TASKS AND EXERCISES:
1. Answer these about the passage on flaxseed oil, one line each:
(a) How much more likely than others are people with arthritis or other inflammatory conditions to develop heart disease?
(b) By what percentage did milled flaxseed with lifestyle changes decrease the prevalence of metabolic syndrome?
(c) What dryness characterizes Sjogren's syndrome?
2. Carry on the passage about flaxseed oil from its final sentence.

In an animal study flaxseed oil was found to protect from gastric erosions caused by painkillers, psychiatric medications, ethanol and stress.
It demonstrated anti-inflammatory activity and reduced acid secretion.
Another study reported hat anti-ulcer effect of flaxseed oil is comparable to that of ranitidine, a drug used to treat acidity and GERD.
What does this mean? Flaxseed oil has anti-ulcer activity which can protect from gastric side effects caused by painkillers.
5. It can reduce complications associated with arthritis
Individuals with arthritis or other inflammatory conditions are at twice the risk of developing heart diseases than normal counterparts.
Bloedon et. al report that flaxseed oil is beneficial in reducing cardiovascular risk by virtue of its omega 3 fatty acid content and fibre content.
It reduces cholesterol levels, reduces inflammation and also prevents abnormal blood sugar elevations.
Flaxseed is beneficial in metabolic syndrome.
A human study reports that milled flaxseed with lifestyle changes decreased the prevalence of metabolic syndrome by 82% and reversed central obesity by 36% in the study population.
Sjogren’s syndrome is an autoimmune condition characterized by dryness of eyes and generally diagnosed in individuals suffering from other autoimmune conditions such as rheumatoid arthritis.

PROVIDED RECORDS:
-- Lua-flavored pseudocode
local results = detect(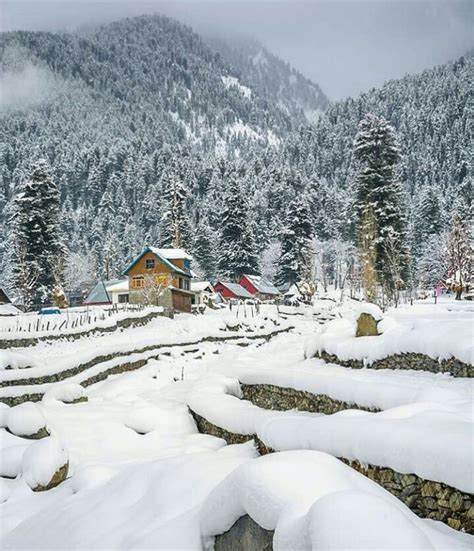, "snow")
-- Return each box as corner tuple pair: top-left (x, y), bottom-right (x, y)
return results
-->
(200, 451), (468, 551)
(306, 305), (474, 365)
(21, 436), (68, 489)
(43, 383), (84, 403)
(0, 301), (474, 551)
(7, 402), (46, 436)
(0, 350), (35, 370)
(221, 76), (252, 99)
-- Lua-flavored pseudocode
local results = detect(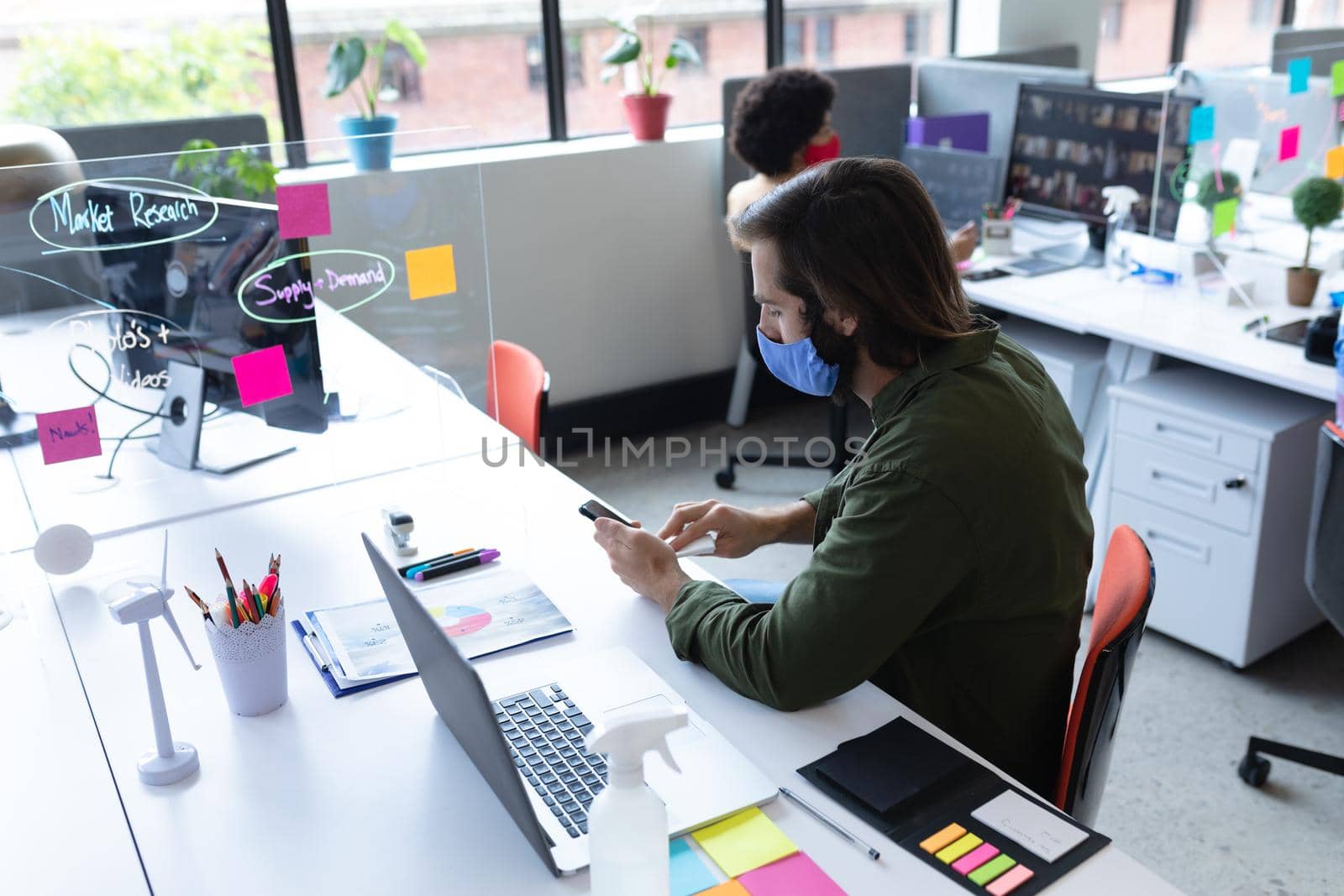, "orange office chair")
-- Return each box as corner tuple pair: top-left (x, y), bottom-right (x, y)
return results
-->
(486, 338), (551, 455)
(1055, 525), (1158, 825)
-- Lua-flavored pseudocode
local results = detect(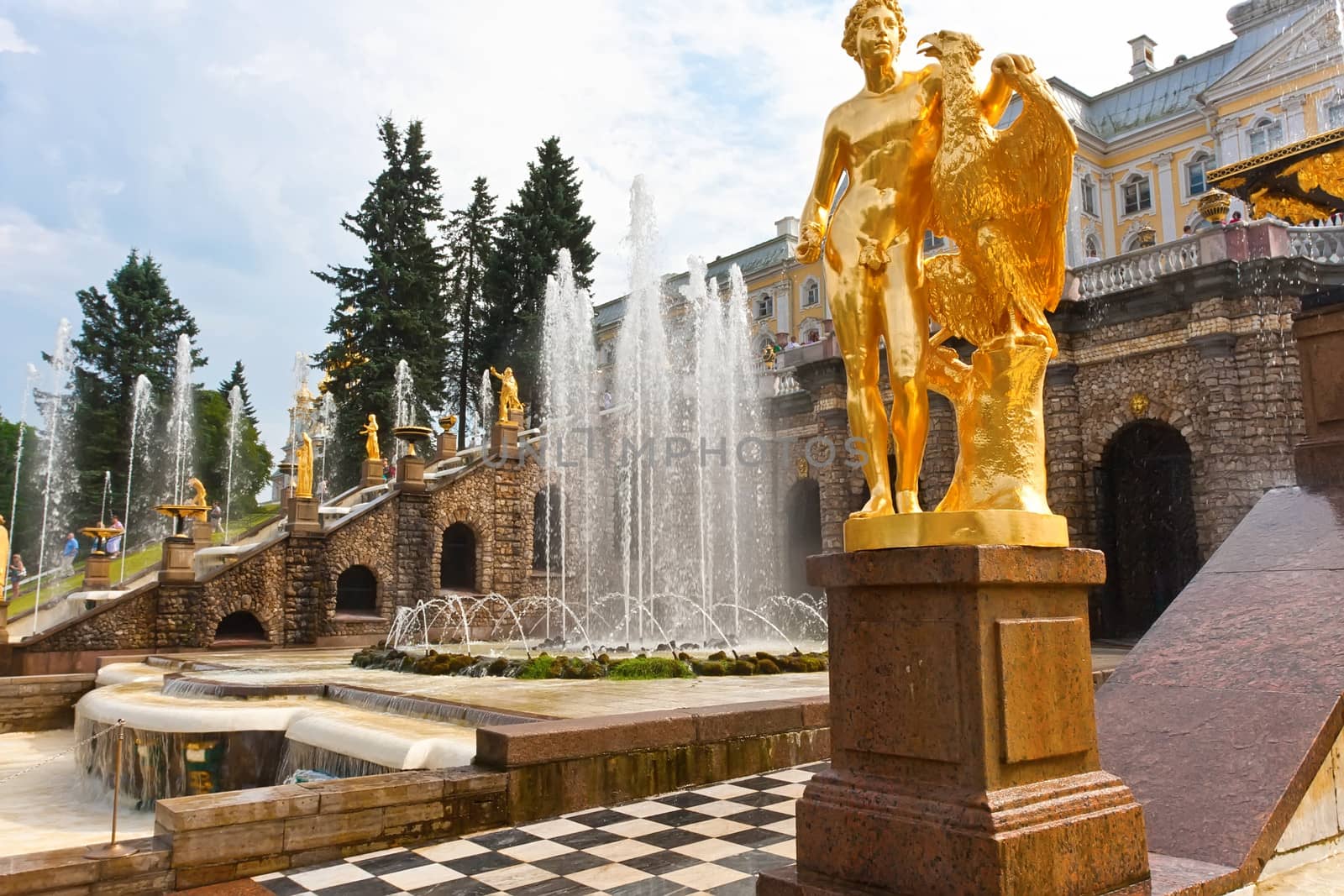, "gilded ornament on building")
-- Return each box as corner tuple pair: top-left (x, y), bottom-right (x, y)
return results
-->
(797, 3), (1078, 551)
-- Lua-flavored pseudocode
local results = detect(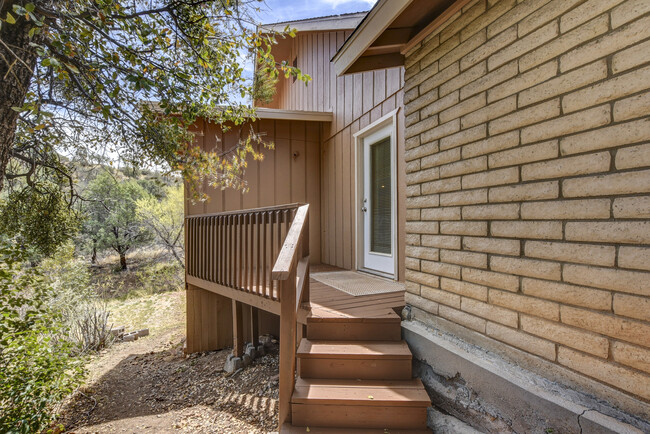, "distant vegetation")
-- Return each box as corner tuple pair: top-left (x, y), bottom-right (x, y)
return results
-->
(0, 166), (184, 433)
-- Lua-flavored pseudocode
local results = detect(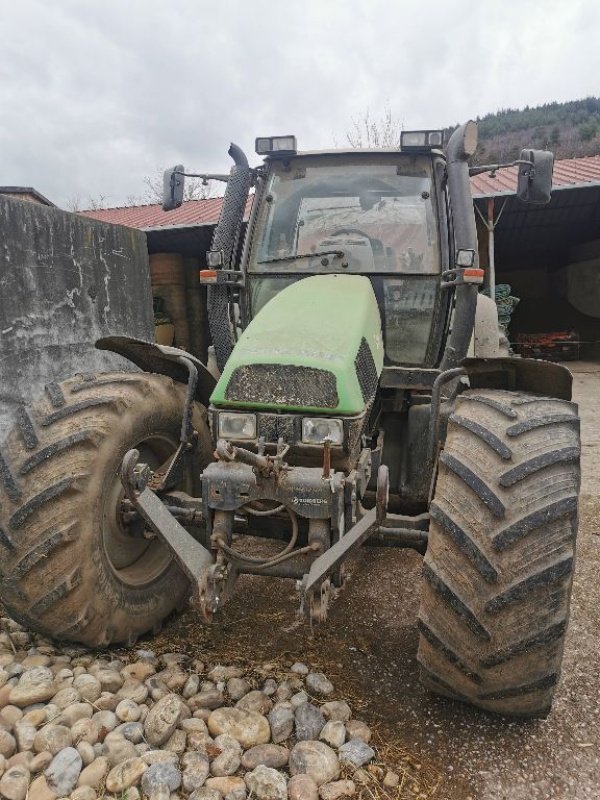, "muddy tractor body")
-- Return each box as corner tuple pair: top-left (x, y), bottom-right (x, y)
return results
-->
(3, 123), (579, 716)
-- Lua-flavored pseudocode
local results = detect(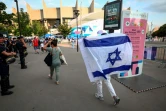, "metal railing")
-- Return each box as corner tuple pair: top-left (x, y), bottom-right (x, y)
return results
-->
(144, 46), (166, 68)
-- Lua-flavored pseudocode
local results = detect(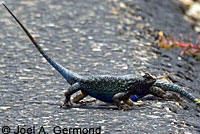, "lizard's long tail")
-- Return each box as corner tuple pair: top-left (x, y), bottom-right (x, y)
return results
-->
(153, 80), (200, 104)
(2, 3), (80, 85)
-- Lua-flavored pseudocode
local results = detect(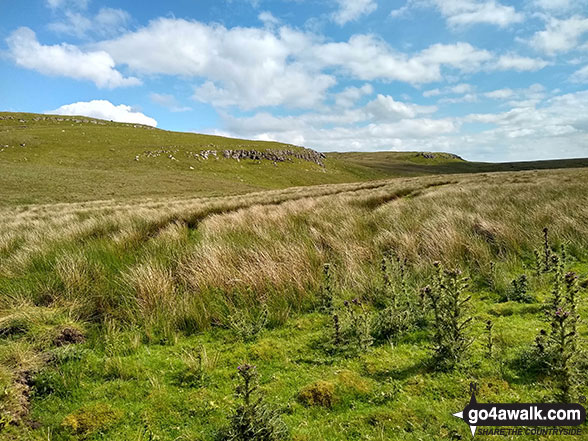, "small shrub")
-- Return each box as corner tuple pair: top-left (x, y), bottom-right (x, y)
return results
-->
(501, 274), (535, 303)
(298, 380), (335, 408)
(372, 256), (424, 343)
(218, 364), (289, 441)
(228, 301), (269, 342)
(545, 255), (580, 403)
(341, 298), (374, 352)
(321, 263), (334, 313)
(176, 346), (220, 387)
(425, 262), (473, 370)
(486, 320), (494, 358)
(61, 403), (122, 436)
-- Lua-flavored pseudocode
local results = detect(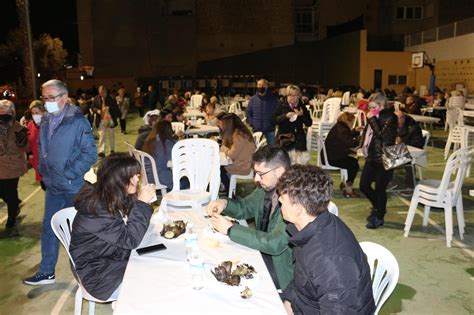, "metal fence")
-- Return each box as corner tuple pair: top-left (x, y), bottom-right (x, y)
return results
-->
(405, 17), (474, 48)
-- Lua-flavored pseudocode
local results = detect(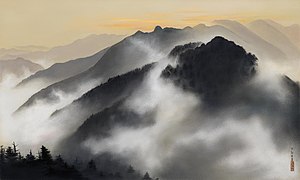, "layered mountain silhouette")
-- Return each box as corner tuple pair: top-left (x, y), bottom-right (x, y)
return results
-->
(0, 58), (44, 82)
(17, 20), (296, 114)
(0, 34), (124, 65)
(248, 20), (300, 59)
(18, 49), (107, 87)
(54, 37), (300, 179)
(162, 37), (257, 103)
(15, 27), (204, 112)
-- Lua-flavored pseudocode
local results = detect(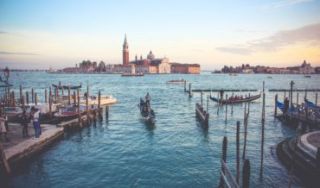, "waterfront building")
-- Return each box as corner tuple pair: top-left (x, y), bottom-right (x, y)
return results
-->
(171, 63), (200, 74)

RESULTS IN ORDER:
1.
(a) Twice as likely.
(b) 82%.
(c) Dryness of the eyes.

2.
A clinical trial was conducted where individuals suffering from Sjogren’s syndrome associated with lupus and rheumatoid arthritis were supplemented with flaxseed oil.
Group 1 received 1gm/day, group 2 received 2g/day and group 3 received placebo.
The study lasted for 6 months. It was that the groups receiving flaxseed experienced reduction in eye inflammation and Sjogren’s syndrome.
What does this mean? Flaxseed oil supplementation reduces obesity, metabolic syndrome and there by reduces risks of heart diseases. It also benefits in autoimmune conditions associated with arthritis like Sjogren's syndrome.
Is Flaxseed Oil really Effective In Arthritis?
The only study that evaluates the effectiveness of flaxseed oil in arthritis is by Nordstrom et. al in 1995.
Nordstrom et. al report that ALA from flaxseed oil does not have beneficial effect on rheumatoid arthritis symptoms despite of increase in ALA in treatment group.
The possible explanation for this well explained by Harvard Health.
1 tablespoon of flaxseed oil provides 7g of alpha-linolenic acid (ALA) making it the richest source of ALA.
But the problem is that this ALA is not efficiently converted to EPA and DHA- omega 3 fatty acids found in fish oil. So 1 tablespoon of flaxseed oil is worth to 700mg EPA and DHA.
How to take Flaxseed/ Flaxseed oil for Arthritis?
You can consume flaxseed tea. Soak uncrushed flaxseed in water for 30 minutes. Remove the seeds and warm the water before consumption.
Flaxseed drink can be prepared by mixing 1 tsp of flaxseed powder in hot water. Brew and drain it and consume 1 cup a day.
Mix 10g of flaxseed flour in honey and consume this paste. Around 30-40g of this paste should provide relief in inflammatory conditions.
How much Flaxseed oil to take in Arthritis?
Flaxseed oil are marketed as liquid or capsules.
If used in liquid form the recommended dose is 15ml. Consult a health practitioner prior to taking flaxseed supplements.
Flaxseed oil may have drug interactions with painkillers like paracetamol and ketoprofen.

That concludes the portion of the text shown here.